> Excerpt provided

************

Further, for example, the intermediate layer may not overlap the extraction electrode in the plan view.

This makes it possible to make an electrical connection between the extraction electrode and the counter electrode with low resistance.

Further, for example, the intermediate layer may cover a side surface of the photoelectric conversion layer.

This makes it possible to inhibit characteristic degradation near the side surface of the photoelectric conversion layer.

In the following, embodiments are specifically described with reference to the drawings.

It should be noted that the embodiments to be described below each illustrate a comprehensive and specific example. The numerical values, shapes, materials, constituent elements, placement and topology of constituent elements, steps, orders of steps, or other features that are shown in the following embodiments are just a few examples and are not intended to limit the present disclosure. Further, those of the constituent elements in the following embodiments which are not recited in an independent claim are described as optional constituent elements.

Further, the drawings are schematic views and are not necessarily strict illustrations. Accordingly, for example, the drawings are not necessarily to scale. Further, in the drawings, substantially the same components are given the same reference signs, and a repeated description may be omitted or simplified.

Further, terms such as “vertical” and “horizontal” used herein to show the way in which elements are interrelated, terms such as “rectangle” used herein to show the shape of an element, and ranges of numerical values used herein are not expressions that represent only exact meanings but expressions that are meant to also encompass substantially equivalent ranges, e.g. differences of approximately several percent.

Further, the terms “above” and “below” used herein do not refer to an upward direction (upward in a vertical direction) and a downward direction (downward in a vertical direction) in absolute space recognition, but are used as terms that are defined by a relative positional relationship on the basis of an order of lamination in a laminated configuration. Further, the terms “above” and “below” are applied not only in a case where two constituent elements are placed at a spacing from each other and another constituent element is present between the two constituent elements, but also in a case where two constituent elements are placed in close contact with each other and the two constituent elements touch each other.

************

> Directive 1
Do these statements agree with the excerpt on the photoelectric conversion layer? For each, answer yes or no and quote the words of the excerpt that decide it. (a) The drawings are drawn to scale. (b) When the intermediate layer does not overlap the extraction electrode in the plan view, the extraction electrode and the counter electrode can be electrically connected with low resistance. (c) The terms "above" and "below" apply only when two constituent elements touch each other.
> Directive 2
Can you carry the excerpt on the photoelectric conversion layer forward from its final sentence?

************

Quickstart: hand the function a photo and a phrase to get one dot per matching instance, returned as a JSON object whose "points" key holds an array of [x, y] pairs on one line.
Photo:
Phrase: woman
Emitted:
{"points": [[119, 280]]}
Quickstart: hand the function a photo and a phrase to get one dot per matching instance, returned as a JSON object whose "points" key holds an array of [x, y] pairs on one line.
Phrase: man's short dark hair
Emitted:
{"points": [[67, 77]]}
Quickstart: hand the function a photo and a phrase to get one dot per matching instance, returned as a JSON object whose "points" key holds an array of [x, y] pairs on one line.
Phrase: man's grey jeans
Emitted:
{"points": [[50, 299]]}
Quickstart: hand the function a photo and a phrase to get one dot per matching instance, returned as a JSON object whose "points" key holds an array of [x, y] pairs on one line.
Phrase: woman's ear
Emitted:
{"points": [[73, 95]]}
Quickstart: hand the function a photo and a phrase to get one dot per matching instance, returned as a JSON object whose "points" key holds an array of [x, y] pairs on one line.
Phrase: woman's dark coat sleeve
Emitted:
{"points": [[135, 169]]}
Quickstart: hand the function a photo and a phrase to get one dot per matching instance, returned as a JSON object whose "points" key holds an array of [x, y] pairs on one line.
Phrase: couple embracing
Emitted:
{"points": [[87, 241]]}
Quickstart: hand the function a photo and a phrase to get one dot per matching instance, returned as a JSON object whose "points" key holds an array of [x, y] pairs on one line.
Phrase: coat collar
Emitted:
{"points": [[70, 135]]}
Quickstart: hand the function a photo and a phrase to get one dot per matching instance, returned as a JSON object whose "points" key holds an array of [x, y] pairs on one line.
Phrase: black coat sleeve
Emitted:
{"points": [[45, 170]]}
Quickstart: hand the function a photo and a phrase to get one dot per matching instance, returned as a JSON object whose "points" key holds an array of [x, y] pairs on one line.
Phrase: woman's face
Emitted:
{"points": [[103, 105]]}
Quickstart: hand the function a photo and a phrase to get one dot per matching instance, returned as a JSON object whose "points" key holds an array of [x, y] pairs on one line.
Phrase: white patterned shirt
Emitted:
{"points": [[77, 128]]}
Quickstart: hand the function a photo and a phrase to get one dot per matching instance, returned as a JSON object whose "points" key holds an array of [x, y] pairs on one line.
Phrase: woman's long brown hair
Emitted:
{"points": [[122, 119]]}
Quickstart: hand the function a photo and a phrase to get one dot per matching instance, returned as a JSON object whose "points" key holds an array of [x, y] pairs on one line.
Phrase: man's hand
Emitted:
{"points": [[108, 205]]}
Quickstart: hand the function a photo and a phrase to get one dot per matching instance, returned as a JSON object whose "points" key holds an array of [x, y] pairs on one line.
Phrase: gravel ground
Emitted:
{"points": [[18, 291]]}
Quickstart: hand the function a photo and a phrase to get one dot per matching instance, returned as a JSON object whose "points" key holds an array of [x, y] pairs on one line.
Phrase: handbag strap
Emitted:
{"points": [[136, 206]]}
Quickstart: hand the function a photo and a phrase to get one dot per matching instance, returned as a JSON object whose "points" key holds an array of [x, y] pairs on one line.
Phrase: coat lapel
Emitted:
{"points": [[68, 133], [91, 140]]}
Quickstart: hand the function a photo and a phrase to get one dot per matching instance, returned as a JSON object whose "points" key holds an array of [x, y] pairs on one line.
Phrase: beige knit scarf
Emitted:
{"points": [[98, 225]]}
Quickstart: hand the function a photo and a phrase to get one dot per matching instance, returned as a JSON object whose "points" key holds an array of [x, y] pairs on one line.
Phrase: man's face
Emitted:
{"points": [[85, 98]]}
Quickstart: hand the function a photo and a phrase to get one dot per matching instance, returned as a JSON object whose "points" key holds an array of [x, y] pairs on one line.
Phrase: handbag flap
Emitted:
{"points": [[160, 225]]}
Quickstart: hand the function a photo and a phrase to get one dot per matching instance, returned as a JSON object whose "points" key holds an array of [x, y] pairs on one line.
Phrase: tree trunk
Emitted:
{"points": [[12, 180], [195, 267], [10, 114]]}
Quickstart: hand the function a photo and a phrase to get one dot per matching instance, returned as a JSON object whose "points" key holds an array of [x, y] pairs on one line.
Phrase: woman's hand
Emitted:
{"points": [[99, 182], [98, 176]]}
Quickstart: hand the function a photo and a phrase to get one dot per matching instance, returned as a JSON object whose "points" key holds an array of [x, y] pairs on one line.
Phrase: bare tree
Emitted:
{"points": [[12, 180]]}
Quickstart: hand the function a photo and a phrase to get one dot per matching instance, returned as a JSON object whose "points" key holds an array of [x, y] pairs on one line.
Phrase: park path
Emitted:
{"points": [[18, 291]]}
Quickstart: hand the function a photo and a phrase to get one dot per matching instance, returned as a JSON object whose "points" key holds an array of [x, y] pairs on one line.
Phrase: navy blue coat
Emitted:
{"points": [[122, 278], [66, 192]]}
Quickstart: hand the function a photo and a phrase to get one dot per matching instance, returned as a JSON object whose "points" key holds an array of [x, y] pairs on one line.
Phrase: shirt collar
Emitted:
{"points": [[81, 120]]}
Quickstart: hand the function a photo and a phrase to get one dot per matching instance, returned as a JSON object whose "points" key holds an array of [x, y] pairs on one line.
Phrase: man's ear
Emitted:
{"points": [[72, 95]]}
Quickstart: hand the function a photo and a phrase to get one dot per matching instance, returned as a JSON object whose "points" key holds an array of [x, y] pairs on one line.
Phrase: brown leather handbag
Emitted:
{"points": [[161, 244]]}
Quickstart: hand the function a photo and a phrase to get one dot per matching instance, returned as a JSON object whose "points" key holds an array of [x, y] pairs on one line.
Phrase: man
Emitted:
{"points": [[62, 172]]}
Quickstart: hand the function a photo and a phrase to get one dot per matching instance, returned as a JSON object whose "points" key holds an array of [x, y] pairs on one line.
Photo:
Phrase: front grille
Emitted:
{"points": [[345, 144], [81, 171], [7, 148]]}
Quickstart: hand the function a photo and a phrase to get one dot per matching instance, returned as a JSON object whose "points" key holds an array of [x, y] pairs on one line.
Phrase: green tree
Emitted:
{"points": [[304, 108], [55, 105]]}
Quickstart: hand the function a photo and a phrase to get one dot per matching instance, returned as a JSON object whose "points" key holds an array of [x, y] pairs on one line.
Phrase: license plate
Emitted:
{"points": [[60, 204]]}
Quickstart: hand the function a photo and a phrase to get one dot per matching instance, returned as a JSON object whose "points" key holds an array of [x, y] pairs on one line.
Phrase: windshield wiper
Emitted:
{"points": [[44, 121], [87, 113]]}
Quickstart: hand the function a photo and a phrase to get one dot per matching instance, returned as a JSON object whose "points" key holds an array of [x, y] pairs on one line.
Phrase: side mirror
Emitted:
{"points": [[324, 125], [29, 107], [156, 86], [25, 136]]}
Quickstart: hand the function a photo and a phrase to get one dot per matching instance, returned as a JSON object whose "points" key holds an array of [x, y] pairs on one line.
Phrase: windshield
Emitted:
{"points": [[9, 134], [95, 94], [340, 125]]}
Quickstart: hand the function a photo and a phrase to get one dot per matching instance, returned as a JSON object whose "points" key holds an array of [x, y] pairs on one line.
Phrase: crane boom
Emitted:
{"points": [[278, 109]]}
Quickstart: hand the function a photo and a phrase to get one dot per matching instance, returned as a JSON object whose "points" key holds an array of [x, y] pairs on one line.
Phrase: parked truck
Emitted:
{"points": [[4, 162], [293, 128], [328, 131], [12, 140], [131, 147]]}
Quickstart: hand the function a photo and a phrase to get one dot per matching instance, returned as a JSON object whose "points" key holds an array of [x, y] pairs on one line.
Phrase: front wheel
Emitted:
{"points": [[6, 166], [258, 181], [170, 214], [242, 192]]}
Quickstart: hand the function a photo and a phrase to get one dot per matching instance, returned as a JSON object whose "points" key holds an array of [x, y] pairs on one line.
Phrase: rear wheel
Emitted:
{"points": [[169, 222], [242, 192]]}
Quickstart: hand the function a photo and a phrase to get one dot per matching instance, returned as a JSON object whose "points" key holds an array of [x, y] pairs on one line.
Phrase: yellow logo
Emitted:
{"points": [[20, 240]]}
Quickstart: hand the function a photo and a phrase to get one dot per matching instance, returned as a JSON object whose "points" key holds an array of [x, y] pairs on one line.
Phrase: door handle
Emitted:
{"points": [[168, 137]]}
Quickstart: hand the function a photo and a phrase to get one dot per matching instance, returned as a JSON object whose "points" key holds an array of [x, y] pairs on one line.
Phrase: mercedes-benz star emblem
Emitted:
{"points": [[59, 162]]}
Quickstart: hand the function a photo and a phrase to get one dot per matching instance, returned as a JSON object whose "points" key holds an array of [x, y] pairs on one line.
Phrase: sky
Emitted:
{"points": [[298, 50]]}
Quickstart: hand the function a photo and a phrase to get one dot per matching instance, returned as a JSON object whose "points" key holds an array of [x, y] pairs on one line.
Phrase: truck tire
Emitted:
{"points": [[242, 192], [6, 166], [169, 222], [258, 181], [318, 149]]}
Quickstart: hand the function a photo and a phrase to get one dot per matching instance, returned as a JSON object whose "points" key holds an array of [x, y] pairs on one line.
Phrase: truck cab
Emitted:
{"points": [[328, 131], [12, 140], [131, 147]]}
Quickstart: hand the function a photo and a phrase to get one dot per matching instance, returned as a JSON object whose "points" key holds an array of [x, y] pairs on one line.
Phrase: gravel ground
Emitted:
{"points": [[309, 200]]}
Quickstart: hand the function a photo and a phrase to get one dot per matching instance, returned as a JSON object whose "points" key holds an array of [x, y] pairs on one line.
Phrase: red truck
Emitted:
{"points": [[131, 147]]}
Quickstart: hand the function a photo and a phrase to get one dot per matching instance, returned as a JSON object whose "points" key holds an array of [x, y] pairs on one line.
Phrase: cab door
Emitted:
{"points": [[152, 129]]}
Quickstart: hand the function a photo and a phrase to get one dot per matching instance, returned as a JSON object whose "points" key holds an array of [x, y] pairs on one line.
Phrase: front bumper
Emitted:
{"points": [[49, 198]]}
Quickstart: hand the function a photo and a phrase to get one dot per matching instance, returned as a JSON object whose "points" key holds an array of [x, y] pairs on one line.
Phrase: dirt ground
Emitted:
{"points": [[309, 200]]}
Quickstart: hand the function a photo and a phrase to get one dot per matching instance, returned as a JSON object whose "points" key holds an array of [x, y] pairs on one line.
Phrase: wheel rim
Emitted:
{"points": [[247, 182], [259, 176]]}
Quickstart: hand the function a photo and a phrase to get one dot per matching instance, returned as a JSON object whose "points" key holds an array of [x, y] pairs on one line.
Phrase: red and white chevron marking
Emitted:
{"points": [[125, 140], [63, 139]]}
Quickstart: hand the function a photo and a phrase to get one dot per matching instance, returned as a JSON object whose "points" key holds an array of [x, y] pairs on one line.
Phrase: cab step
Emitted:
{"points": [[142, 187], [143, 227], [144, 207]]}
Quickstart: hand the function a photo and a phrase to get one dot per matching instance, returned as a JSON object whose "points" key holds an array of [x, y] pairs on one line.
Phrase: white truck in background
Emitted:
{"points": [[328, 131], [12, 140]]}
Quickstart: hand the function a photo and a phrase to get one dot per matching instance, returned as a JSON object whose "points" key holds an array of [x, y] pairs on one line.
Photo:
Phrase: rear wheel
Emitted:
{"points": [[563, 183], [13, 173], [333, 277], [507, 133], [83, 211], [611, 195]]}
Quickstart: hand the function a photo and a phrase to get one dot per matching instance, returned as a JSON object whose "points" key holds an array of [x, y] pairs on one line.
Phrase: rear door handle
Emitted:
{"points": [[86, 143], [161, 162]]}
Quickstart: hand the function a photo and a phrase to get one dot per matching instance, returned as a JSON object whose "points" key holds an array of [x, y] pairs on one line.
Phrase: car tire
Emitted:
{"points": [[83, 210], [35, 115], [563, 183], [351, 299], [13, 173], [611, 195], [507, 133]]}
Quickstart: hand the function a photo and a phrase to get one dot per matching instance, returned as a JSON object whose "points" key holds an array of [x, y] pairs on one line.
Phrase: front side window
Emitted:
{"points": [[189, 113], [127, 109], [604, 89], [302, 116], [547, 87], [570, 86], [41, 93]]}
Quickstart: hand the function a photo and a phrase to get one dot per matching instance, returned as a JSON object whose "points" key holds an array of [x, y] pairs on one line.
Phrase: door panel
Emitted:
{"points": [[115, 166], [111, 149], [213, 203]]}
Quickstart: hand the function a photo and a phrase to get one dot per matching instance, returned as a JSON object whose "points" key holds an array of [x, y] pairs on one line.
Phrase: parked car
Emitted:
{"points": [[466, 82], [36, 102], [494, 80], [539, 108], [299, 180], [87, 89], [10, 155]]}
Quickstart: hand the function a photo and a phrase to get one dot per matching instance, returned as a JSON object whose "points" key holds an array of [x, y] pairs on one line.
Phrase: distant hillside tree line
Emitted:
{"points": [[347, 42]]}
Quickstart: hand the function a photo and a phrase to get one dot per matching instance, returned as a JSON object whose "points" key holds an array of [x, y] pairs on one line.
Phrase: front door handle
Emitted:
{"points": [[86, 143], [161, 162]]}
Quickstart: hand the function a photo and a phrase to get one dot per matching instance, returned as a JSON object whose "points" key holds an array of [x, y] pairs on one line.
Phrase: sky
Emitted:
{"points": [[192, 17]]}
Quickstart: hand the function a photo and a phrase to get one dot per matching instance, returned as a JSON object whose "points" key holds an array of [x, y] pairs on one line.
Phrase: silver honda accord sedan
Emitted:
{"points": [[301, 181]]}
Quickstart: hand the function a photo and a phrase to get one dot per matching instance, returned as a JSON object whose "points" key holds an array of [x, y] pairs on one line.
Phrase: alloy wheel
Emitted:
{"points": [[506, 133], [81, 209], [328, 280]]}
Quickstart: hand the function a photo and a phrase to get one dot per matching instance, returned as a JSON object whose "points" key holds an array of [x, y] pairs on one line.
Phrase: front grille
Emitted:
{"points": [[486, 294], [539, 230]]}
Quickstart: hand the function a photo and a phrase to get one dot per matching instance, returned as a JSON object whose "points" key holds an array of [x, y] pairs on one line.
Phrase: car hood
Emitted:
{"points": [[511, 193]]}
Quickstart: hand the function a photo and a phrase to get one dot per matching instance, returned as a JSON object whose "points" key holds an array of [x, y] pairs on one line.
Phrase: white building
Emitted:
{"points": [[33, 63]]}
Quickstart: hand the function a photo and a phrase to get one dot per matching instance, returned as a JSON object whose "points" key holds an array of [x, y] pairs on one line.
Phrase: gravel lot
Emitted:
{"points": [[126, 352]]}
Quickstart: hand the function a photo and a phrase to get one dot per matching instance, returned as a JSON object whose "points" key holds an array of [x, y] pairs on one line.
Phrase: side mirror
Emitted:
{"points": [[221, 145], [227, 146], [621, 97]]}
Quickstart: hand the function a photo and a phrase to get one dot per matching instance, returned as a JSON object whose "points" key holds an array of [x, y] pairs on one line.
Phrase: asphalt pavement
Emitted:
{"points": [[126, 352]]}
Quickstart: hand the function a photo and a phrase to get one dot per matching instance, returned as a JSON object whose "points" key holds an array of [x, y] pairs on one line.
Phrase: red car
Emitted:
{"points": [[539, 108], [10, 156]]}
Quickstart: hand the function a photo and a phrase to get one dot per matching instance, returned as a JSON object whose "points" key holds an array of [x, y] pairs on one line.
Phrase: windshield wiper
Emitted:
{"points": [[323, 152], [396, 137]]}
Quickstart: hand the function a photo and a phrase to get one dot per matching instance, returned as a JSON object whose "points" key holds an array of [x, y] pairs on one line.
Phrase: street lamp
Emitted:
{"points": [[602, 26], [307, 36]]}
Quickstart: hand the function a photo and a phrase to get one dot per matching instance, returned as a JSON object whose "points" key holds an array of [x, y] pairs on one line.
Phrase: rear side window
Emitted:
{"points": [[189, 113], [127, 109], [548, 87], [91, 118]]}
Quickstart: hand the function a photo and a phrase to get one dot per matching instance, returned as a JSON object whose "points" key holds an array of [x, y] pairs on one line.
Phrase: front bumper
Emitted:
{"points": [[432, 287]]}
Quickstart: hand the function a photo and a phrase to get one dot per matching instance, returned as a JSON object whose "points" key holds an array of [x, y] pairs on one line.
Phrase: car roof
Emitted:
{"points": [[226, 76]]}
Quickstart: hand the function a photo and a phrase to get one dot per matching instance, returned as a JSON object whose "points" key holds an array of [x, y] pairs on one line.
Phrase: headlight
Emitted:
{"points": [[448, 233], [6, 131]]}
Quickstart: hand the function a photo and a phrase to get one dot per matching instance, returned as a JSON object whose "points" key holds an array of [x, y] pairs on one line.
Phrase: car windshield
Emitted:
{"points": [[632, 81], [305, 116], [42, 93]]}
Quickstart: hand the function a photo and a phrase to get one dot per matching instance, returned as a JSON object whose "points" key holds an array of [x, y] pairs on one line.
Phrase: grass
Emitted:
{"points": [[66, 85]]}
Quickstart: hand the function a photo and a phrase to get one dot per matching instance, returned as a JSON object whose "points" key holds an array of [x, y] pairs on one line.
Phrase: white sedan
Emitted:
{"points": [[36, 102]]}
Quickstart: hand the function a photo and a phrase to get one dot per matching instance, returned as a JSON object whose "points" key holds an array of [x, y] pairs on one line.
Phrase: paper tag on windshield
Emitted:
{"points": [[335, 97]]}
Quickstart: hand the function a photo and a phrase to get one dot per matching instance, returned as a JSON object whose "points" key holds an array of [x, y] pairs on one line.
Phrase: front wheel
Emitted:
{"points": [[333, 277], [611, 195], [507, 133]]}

************

> Output 1
(a) No: "the drawings are not necessarily to scale"
(b) Yes: "This makes it possible to make an electrical connection between the extraction electrode and the counter electrode with low resistance."
(c) No: "not only in a case where two constituent elements are placed at a spacing from each other and another constituent element is present between the two constituent elements, but also in a case where two constituent elements are placed in close contact with each other and the two constituent elements touch each other"

> Output 2
Further, the clause “A contains B as a major ingredient”, which herein means that the content of B in A is higher than 50% by mass of the total mass of A, may also mean higher than or equal to 60% by mass, higher than or equal to 70% by mass, higher than or equal to 80% by mass, higher than or equal to 90% by mass, higher than or equal to 95% by mass, and higher than or equal to 99% by mass.

Further, unless otherwise noted, ordinal numbers such as “first” and “second” herein do not mean the number or order of constituent elements but are used for the purpose of avoiding confusion of constituent elements of the same kind and distinguishing between them.

Embodiment

1. Configuration of Photoelectric Conversion Element

First, a brief overview of a photoelectric conversion element of an imaging device according to an embodiment is given with reference to FIGS. 1 and 2.

FIG. 1 is a cross-sectional view of a photoelectric conversion element 100 according to the present embodiment. FIG. 2 is a plan view of the photoelectric conversion element 100 according to the present embodiment. Specifically, FIG. 1 represents a cross-section taken along line I-I of FIG. 2. It should be noted that a specific configuration of an imaging device including the photoelectric conversion element 100 shown in FIGS. 1 and 2 will be described later.

As shown in FIG. 1, the photoelectric conversion element 100 includes a pixel electrode 110, a counter electrode 120, a photoelectric conversion layer 130, and an extraction electrode 150. The photoelectric conversion element 100 is provided on top of an insulating layer 140.

The insulating layer 140 is an insulating layer formed above a substrate (not illustrated). It should be noted that the substrate is provided, for example, with a transistor or other devices included in a signal processing circuit that processes signal charge generated by the photoelectric conversion element 100. Examples of the insulating layer 140 include, but are not limited to, single-layer or laminated structures of tetraethyl orthosilicate (TEOS), a silicon oxide film, a silicon nitride film, or other films.

The pixel electrode 110 is an electrode layer for trapping signal charge generated in the photoelectric conversion layer 130. As a material of which the pixel electrode 110 is made, an electrically-conductive material such as a metal, a metal oxide, a metal nitride, or electrically-conductive polysilicon is used. The metal is for example aluminum, silver, copper, titanium, tungsten, or other metals. The metal nitride is for example titanium nitride, tantalum nitride, or other metal nitrides. The electrically-conductive polysilicon is polysilicon given electrical conductivity by the addition of an impurity.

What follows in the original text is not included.